WHAT IS REQUIRED
Pull out of the data below the stretch of lines bounded by the one containing "target | lamp shade" and the one containing "target | bathroom mirror", both bounds included, unchanged.

(Records from a dataset)
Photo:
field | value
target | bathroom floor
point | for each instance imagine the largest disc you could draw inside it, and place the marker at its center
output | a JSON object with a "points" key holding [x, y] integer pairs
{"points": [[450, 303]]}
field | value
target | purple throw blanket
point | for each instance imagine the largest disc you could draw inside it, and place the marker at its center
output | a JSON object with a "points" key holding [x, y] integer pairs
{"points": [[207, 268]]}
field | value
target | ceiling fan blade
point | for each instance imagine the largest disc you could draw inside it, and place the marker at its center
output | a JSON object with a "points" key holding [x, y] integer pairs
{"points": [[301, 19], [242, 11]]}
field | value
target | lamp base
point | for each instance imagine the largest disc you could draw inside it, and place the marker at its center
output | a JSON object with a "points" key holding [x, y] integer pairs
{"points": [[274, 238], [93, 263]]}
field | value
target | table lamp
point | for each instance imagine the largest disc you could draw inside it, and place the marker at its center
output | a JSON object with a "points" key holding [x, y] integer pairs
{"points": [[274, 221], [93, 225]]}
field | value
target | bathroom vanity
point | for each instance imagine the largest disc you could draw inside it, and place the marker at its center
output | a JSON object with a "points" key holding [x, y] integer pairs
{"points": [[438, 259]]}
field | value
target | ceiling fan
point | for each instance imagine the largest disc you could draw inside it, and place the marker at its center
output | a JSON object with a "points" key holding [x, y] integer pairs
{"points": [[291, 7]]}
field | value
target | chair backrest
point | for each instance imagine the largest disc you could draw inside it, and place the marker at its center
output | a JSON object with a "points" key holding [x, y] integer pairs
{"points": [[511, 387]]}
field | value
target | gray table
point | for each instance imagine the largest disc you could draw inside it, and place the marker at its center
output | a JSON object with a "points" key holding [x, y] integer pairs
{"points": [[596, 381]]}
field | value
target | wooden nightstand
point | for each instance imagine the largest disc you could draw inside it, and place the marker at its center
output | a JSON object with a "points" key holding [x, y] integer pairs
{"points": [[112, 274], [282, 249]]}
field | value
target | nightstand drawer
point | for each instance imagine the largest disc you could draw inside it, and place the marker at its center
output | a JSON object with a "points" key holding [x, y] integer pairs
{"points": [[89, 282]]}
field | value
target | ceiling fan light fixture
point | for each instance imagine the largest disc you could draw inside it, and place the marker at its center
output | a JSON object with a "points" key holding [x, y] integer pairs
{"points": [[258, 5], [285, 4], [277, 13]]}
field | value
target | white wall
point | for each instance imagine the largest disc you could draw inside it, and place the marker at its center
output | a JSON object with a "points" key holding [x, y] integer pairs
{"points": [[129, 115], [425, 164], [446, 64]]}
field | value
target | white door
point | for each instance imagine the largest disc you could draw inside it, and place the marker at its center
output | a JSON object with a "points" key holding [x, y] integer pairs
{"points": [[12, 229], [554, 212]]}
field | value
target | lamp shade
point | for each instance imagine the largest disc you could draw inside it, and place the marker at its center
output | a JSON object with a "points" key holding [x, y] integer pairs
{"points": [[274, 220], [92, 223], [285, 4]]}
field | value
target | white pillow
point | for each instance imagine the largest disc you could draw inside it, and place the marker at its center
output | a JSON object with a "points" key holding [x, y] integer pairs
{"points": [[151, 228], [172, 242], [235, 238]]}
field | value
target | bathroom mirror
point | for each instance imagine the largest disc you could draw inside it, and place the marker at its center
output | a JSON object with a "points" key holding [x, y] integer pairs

PROBLEM SOLUTION
target | lamp shade
point | for each instance imagine the largest disc you could draw inside it, and place the marker at its center
output | a JSON object with a "points" key holding [x, y] integer pairs
{"points": [[274, 220], [92, 223], [285, 4]]}
field | value
target | white pillow
point | for each instance imagine the largest disc you could draw inside it, and place the marker at its center
output | a JSON object with a "points" key holding [x, y] integer pairs
{"points": [[151, 228], [172, 242], [235, 238]]}
field | value
target | bathroom mirror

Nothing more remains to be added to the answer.